**Requirement**
All lines in the material below that contain "ocean" should be located and copied.

■ ■ ■

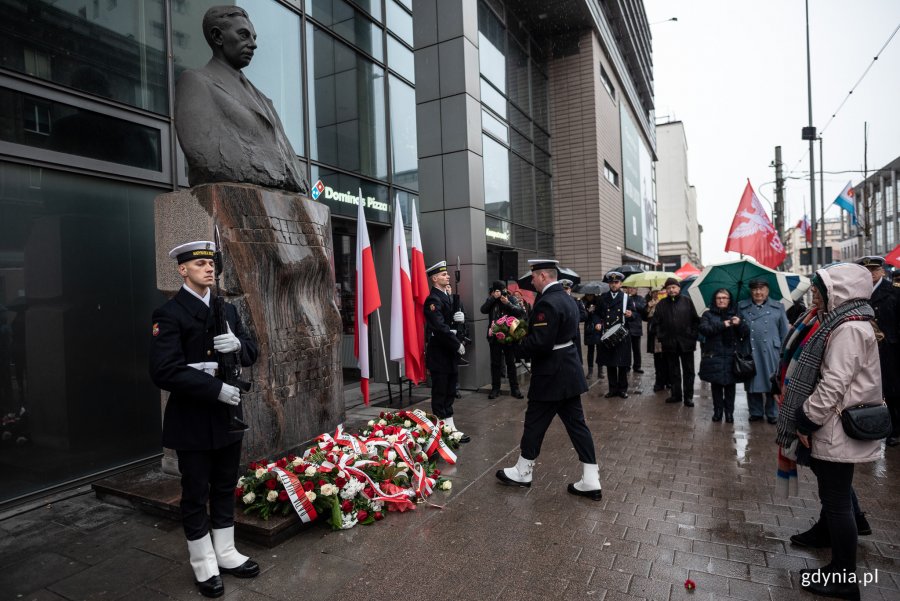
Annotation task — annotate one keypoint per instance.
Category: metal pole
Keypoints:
(812, 155)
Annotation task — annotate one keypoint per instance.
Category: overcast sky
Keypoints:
(735, 74)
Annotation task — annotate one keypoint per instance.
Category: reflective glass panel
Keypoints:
(56, 126)
(349, 23)
(347, 111)
(496, 178)
(275, 69)
(404, 151)
(78, 288)
(115, 50)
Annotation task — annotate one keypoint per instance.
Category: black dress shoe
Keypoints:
(214, 587)
(248, 569)
(593, 495)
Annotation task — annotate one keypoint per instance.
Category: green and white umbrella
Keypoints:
(735, 277)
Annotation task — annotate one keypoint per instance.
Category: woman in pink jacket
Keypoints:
(836, 367)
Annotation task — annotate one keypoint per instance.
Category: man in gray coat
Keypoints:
(768, 327)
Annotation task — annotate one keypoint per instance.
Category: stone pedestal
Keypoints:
(279, 273)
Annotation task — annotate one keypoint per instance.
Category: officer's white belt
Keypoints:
(211, 367)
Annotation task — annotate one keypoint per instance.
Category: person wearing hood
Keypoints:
(835, 365)
(724, 333)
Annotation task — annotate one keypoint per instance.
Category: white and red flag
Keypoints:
(752, 232)
(367, 298)
(421, 289)
(403, 311)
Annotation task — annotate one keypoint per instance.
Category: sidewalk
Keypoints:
(683, 497)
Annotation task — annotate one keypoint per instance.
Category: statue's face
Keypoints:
(237, 42)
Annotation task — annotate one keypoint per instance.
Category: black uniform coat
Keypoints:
(183, 331)
(441, 352)
(885, 302)
(610, 310)
(556, 375)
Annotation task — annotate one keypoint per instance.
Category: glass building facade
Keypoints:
(86, 144)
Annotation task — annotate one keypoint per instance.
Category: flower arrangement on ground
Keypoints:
(349, 480)
(507, 329)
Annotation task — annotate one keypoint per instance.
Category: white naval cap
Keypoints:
(200, 249)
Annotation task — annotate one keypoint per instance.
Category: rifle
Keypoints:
(229, 363)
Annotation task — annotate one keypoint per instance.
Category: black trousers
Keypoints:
(723, 398)
(540, 414)
(835, 482)
(208, 476)
(500, 354)
(636, 352)
(443, 393)
(618, 378)
(681, 374)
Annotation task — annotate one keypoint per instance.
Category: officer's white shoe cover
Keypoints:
(521, 472)
(203, 558)
(223, 542)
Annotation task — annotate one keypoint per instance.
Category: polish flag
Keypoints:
(420, 289)
(403, 320)
(367, 298)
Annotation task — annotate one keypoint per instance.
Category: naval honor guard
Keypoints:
(557, 383)
(197, 421)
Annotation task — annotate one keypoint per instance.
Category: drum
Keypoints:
(614, 336)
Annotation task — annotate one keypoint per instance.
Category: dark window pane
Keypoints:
(349, 23)
(275, 68)
(115, 51)
(347, 111)
(78, 281)
(63, 128)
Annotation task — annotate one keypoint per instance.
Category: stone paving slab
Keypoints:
(683, 498)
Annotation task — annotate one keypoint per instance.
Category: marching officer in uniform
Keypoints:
(197, 417)
(615, 307)
(885, 302)
(443, 347)
(557, 383)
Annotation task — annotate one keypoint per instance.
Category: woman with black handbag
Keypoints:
(833, 368)
(725, 335)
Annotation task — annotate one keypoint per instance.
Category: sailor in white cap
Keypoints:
(197, 419)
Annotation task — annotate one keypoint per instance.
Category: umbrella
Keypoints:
(735, 277)
(649, 279)
(798, 285)
(592, 287)
(524, 280)
(627, 270)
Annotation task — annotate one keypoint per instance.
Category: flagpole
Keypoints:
(387, 372)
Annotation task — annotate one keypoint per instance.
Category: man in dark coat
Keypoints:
(500, 303)
(636, 328)
(198, 414)
(676, 328)
(885, 302)
(557, 383)
(443, 347)
(615, 308)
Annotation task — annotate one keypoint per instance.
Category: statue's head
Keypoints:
(230, 34)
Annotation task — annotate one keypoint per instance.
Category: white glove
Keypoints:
(227, 343)
(230, 395)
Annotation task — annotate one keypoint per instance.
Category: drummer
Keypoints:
(614, 351)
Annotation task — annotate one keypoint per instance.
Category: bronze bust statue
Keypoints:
(228, 129)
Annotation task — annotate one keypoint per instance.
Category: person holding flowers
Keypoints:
(501, 304)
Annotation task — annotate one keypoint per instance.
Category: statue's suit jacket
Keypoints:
(230, 131)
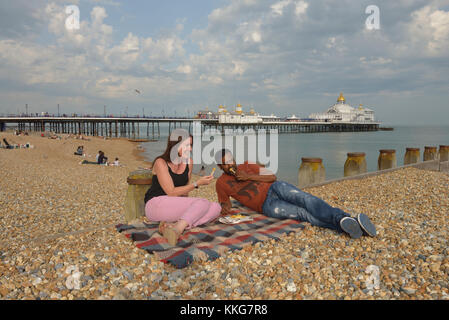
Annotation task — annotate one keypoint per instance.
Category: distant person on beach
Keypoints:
(79, 151)
(102, 159)
(167, 199)
(256, 187)
(7, 145)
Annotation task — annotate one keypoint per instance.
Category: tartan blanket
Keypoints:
(209, 241)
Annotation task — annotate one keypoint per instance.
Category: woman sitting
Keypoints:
(167, 201)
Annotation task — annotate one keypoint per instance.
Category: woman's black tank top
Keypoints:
(156, 190)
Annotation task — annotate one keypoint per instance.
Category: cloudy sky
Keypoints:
(284, 57)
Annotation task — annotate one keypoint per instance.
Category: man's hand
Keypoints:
(225, 208)
(242, 176)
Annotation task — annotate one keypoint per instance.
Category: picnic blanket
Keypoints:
(209, 241)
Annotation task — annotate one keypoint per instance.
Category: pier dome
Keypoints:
(341, 111)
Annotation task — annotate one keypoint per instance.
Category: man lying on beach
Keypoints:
(256, 187)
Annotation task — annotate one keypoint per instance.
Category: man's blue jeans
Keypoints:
(285, 201)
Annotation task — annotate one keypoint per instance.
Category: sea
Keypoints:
(331, 147)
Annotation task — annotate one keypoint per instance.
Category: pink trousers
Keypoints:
(195, 211)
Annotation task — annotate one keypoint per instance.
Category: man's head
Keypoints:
(226, 162)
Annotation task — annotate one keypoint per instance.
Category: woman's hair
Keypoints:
(177, 136)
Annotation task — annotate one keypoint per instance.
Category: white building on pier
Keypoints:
(342, 112)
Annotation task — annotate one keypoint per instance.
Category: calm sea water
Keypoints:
(333, 148)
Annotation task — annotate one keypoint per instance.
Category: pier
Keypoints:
(150, 127)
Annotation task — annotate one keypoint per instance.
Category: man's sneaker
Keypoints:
(367, 226)
(351, 227)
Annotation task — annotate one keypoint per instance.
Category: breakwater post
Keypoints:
(430, 153)
(355, 164)
(411, 156)
(444, 153)
(311, 171)
(138, 184)
(387, 159)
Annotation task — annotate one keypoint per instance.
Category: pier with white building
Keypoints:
(340, 117)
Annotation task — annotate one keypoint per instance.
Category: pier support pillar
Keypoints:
(387, 159)
(355, 164)
(311, 171)
(411, 156)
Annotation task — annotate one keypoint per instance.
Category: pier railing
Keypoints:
(131, 126)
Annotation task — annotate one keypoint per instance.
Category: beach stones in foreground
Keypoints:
(355, 164)
(411, 156)
(387, 159)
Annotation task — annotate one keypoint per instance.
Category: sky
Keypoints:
(283, 57)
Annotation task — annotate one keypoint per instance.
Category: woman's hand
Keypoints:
(242, 176)
(204, 180)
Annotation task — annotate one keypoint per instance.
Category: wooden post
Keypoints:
(430, 153)
(138, 184)
(387, 159)
(444, 153)
(411, 156)
(311, 171)
(355, 164)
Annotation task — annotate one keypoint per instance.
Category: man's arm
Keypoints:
(264, 175)
(223, 198)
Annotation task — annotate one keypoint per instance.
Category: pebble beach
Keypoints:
(58, 217)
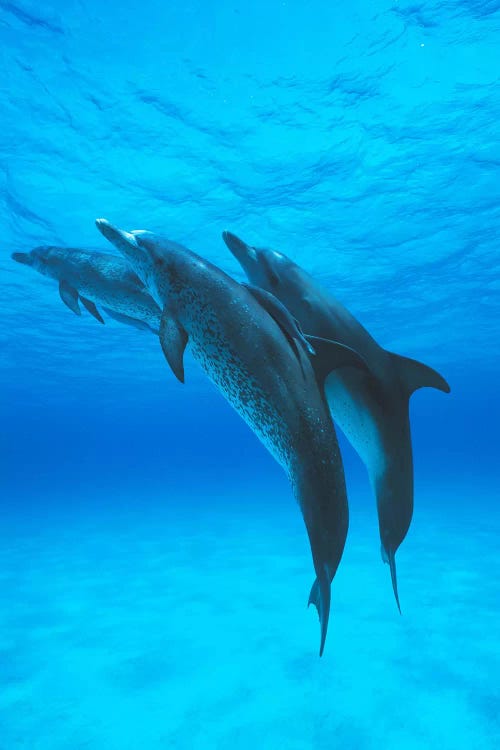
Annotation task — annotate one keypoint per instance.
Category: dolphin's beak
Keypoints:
(125, 242)
(23, 258)
(241, 251)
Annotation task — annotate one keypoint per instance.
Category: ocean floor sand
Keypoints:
(187, 628)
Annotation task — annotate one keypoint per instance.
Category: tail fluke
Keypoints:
(390, 559)
(320, 597)
(416, 375)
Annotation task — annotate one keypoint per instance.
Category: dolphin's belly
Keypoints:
(244, 391)
(130, 302)
(359, 416)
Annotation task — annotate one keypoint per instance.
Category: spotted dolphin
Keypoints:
(244, 347)
(94, 278)
(371, 408)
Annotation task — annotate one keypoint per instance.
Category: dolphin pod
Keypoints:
(243, 343)
(285, 354)
(371, 407)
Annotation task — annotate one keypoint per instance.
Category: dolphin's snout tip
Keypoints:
(20, 258)
(103, 225)
(239, 249)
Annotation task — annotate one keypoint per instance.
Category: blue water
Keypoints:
(154, 567)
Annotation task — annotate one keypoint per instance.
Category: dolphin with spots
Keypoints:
(254, 352)
(94, 278)
(372, 406)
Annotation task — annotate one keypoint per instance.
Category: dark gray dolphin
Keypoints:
(372, 409)
(93, 279)
(244, 348)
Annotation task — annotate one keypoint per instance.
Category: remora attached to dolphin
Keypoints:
(94, 278)
(372, 408)
(245, 346)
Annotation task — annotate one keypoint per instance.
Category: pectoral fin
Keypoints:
(129, 321)
(282, 317)
(92, 309)
(330, 355)
(69, 296)
(173, 340)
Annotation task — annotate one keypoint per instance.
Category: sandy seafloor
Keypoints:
(186, 627)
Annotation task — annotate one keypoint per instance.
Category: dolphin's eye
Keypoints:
(271, 275)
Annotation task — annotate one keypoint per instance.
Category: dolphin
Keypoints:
(371, 408)
(244, 345)
(94, 278)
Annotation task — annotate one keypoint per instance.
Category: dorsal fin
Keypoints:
(415, 375)
(281, 315)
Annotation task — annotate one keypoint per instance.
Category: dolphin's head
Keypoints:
(262, 266)
(43, 259)
(149, 255)
(266, 268)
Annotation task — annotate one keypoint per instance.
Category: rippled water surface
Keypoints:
(155, 568)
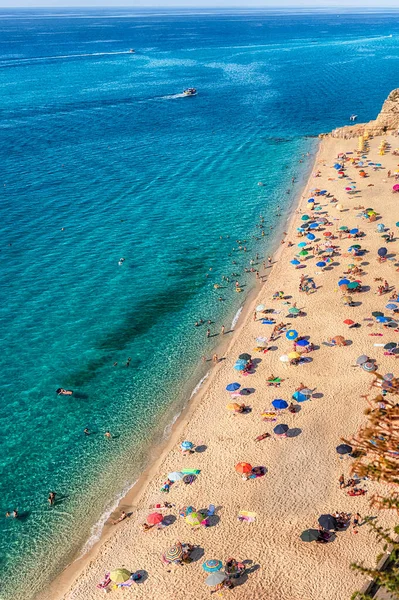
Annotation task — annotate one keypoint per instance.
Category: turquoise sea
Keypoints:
(101, 158)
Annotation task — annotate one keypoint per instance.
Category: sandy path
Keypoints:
(302, 472)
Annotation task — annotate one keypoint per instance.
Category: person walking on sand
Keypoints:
(356, 521)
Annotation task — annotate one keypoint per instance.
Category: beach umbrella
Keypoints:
(194, 519)
(212, 565)
(174, 553)
(233, 387)
(369, 366)
(186, 445)
(300, 396)
(175, 476)
(281, 429)
(280, 404)
(233, 406)
(291, 334)
(390, 346)
(119, 575)
(154, 518)
(327, 522)
(243, 468)
(310, 535)
(239, 366)
(215, 578)
(344, 449)
(362, 359)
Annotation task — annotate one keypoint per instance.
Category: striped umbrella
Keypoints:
(174, 553)
(212, 565)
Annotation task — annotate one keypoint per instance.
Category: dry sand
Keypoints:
(302, 471)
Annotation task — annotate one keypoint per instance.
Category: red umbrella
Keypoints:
(243, 468)
(154, 518)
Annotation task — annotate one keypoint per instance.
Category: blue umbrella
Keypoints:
(291, 334)
(280, 404)
(232, 387)
(186, 445)
(210, 566)
(281, 429)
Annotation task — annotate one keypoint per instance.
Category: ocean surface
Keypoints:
(102, 158)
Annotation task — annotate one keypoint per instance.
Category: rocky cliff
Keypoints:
(387, 120)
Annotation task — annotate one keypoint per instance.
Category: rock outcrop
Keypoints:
(387, 121)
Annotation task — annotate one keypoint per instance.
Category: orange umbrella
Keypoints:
(243, 468)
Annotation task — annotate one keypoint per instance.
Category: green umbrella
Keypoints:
(119, 575)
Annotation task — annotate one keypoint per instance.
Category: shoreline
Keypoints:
(131, 499)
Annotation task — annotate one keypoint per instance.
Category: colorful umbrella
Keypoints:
(281, 429)
(154, 518)
(212, 565)
(119, 575)
(233, 387)
(291, 334)
(243, 468)
(280, 404)
(174, 553)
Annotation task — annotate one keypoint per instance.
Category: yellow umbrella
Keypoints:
(119, 575)
(233, 406)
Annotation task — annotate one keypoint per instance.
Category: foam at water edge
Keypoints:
(97, 529)
(236, 317)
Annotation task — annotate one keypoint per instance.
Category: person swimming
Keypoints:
(62, 392)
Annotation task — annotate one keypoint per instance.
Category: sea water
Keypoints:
(101, 159)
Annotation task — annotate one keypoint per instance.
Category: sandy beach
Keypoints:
(303, 469)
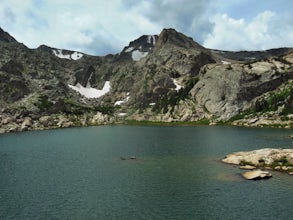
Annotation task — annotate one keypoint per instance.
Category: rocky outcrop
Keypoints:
(268, 158)
(257, 175)
(226, 90)
(166, 77)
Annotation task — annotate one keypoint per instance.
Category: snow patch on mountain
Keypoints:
(90, 92)
(137, 55)
(74, 56)
(129, 49)
(150, 38)
(120, 102)
(176, 83)
(225, 62)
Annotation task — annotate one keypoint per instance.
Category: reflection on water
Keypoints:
(177, 174)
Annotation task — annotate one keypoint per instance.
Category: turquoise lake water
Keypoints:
(78, 173)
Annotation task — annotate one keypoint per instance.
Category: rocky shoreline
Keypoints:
(18, 123)
(262, 159)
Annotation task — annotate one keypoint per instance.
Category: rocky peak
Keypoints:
(144, 44)
(5, 37)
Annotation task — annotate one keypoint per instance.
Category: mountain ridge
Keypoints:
(166, 77)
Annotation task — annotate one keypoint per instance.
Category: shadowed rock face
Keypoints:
(5, 37)
(165, 77)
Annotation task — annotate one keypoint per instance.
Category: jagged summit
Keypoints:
(5, 37)
(165, 77)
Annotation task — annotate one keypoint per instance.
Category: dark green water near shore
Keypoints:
(78, 174)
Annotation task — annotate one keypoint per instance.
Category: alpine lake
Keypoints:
(139, 172)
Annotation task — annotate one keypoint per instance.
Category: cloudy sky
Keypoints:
(100, 27)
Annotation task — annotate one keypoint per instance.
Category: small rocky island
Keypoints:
(258, 160)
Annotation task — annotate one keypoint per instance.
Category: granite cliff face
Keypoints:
(166, 77)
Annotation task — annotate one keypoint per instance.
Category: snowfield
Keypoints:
(74, 56)
(176, 83)
(90, 92)
(120, 102)
(137, 55)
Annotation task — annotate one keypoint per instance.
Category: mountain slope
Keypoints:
(165, 77)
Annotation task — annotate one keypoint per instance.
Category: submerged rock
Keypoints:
(267, 158)
(256, 175)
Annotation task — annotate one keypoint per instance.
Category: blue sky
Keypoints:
(100, 27)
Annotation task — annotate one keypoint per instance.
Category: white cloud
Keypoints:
(264, 31)
(100, 27)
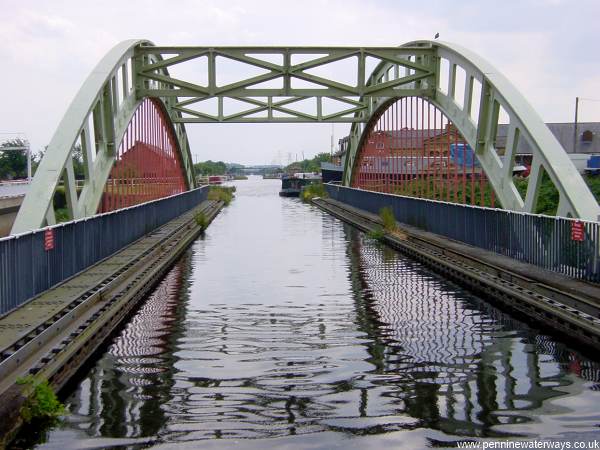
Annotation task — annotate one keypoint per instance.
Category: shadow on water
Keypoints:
(285, 324)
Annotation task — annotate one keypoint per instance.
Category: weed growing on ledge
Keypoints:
(221, 193)
(41, 403)
(387, 219)
(313, 190)
(378, 234)
(201, 221)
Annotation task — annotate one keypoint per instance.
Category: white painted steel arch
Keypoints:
(576, 200)
(133, 69)
(97, 120)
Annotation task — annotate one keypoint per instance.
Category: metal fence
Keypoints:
(27, 268)
(563, 245)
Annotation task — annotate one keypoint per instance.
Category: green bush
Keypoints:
(42, 403)
(378, 234)
(201, 221)
(313, 190)
(221, 193)
(387, 219)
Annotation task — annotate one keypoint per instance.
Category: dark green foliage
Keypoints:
(41, 403)
(313, 190)
(388, 219)
(13, 163)
(378, 234)
(201, 220)
(221, 193)
(210, 168)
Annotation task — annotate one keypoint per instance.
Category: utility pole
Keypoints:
(575, 128)
(331, 148)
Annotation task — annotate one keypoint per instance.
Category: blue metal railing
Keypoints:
(27, 269)
(543, 241)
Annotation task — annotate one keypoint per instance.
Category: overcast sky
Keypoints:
(547, 48)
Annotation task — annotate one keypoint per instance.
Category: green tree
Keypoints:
(13, 164)
(210, 168)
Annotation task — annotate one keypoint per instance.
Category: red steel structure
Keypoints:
(413, 149)
(147, 165)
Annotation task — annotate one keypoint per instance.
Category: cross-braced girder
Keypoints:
(296, 84)
(278, 101)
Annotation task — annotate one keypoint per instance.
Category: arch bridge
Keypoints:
(125, 131)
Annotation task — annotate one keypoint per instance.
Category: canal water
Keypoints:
(282, 327)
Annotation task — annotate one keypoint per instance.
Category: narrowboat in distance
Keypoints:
(291, 185)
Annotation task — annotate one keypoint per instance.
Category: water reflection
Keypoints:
(289, 323)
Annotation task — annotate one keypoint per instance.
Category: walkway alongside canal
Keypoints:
(283, 323)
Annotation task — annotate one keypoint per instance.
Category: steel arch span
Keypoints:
(467, 89)
(129, 145)
(473, 95)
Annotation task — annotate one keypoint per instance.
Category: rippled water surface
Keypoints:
(284, 328)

■ ■ ■

**Reply to the exercise**
Category: ocean floor sand
Category: ocean surface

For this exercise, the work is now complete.